======== Data for this exercise
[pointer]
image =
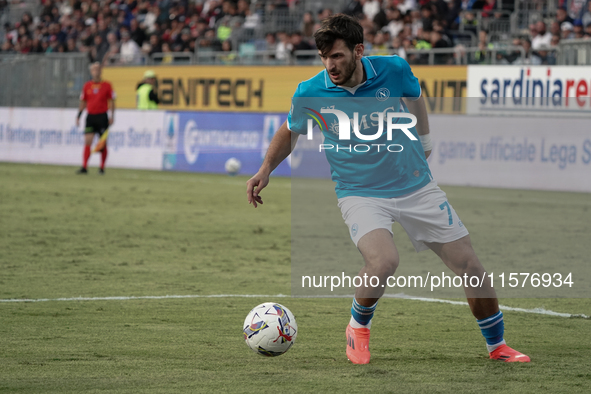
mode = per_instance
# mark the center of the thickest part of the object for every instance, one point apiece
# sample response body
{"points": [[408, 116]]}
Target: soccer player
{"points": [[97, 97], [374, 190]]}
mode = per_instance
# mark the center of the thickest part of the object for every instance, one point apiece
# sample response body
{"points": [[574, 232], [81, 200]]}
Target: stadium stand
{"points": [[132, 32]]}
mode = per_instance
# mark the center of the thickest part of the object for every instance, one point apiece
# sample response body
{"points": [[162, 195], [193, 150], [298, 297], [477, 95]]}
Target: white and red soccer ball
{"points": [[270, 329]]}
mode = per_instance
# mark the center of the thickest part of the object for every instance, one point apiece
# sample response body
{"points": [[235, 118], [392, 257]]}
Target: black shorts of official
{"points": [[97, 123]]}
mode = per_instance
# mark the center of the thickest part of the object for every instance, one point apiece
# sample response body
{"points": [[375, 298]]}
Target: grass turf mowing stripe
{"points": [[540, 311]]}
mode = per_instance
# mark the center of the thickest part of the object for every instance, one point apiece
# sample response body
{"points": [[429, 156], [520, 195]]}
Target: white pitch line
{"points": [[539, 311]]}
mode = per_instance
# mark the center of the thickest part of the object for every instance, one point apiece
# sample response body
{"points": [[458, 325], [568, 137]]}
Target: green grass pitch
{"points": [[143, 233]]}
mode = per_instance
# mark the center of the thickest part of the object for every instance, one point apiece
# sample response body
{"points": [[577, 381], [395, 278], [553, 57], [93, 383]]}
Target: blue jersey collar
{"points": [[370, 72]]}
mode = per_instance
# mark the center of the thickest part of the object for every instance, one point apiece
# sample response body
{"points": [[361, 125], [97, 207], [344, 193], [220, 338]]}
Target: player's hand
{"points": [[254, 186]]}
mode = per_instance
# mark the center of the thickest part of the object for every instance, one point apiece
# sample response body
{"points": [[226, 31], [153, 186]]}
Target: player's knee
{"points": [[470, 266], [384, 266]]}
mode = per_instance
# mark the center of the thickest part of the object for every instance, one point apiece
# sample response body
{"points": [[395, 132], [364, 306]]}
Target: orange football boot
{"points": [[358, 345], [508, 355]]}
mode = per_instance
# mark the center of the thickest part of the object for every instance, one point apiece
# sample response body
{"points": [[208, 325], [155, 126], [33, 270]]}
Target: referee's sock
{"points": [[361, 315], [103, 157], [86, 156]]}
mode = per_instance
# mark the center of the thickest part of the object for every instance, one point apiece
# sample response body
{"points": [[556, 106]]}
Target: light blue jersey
================
◆ Task directions
Each word of the data should be repeated exactly, and the pictures left out.

◆ Problem solution
[pointer]
image =
mode = per_instance
# mark the center of the thickest part of the object for every instance, one point apiece
# sample response body
{"points": [[408, 116]]}
Target: soccer player
{"points": [[97, 97], [374, 190]]}
mode = per_instance
# mark the center of the thickest part of the object for every instance, one point apiece
# sample response body
{"points": [[574, 232], [81, 200]]}
Target: stadium stand
{"points": [[132, 32]]}
mode = per_instance
# mark the center of the thickest part of the object for every instance, one point apiece
# sample response body
{"points": [[162, 195], [193, 150], [298, 297], [477, 95]]}
Target: white and red soccer ball
{"points": [[270, 329]]}
mode = per_instance
# mark the center of the thickest part of the object for every instance, one point apiece
# sample response body
{"points": [[235, 118], [392, 257]]}
Target: black shorts of official
{"points": [[97, 123]]}
mode = per_instance
# mark the center of the thickest part of the object for every instance, one point apiece
# sample response body
{"points": [[375, 298]]}
Target: grass turf mowing stripe
{"points": [[540, 311]]}
mode = per_instance
# mark the center of the thickest part of the object for every instance, one point apiece
# sample response body
{"points": [[429, 156], [520, 195]]}
Target: white pitch line
{"points": [[539, 311]]}
mode = per_instance
# mark the center of the thickest part of the object for every instance, one point apiece
# sample response body
{"points": [[458, 325], [568, 137]]}
Target: green grass pitch
{"points": [[143, 233]]}
mode = per_instance
# mark the center of the thickest part of the object for every instance, one point apiece
# sample response body
{"points": [[577, 381], [395, 278], [553, 57], [93, 383]]}
Target: blue jersey collar
{"points": [[370, 72]]}
mode = per_instance
# mark the center of the thickest part of the object for every instance, one point apiece
# sample response body
{"points": [[361, 125], [97, 207], [344, 193], [220, 338]]}
Target: player's hand
{"points": [[254, 186]]}
mode = per_instance
# mark the center of the thickest part of the object for every instance, one point apiece
# sample response body
{"points": [[226, 31], [153, 186]]}
Target: player's knee
{"points": [[470, 266], [384, 266]]}
mode = per_instance
# mark the center of the thickest part of the object for every instance, one point apiece
# sample response body
{"points": [[395, 132], [364, 306]]}
Target: orange football boot
{"points": [[358, 345], [508, 355]]}
mode = per_instance
# mark the center of the thickest part of the object for every instance, one point apiece
# sample response body
{"points": [[208, 325], [155, 126], [33, 270]]}
Target: referee's sock
{"points": [[361, 315], [103, 157], [86, 156]]}
mode = per_instance
# mark the center of the thickest part of the object for every instance, one point apiece
# sample response body
{"points": [[556, 106]]}
Target: light blue jersey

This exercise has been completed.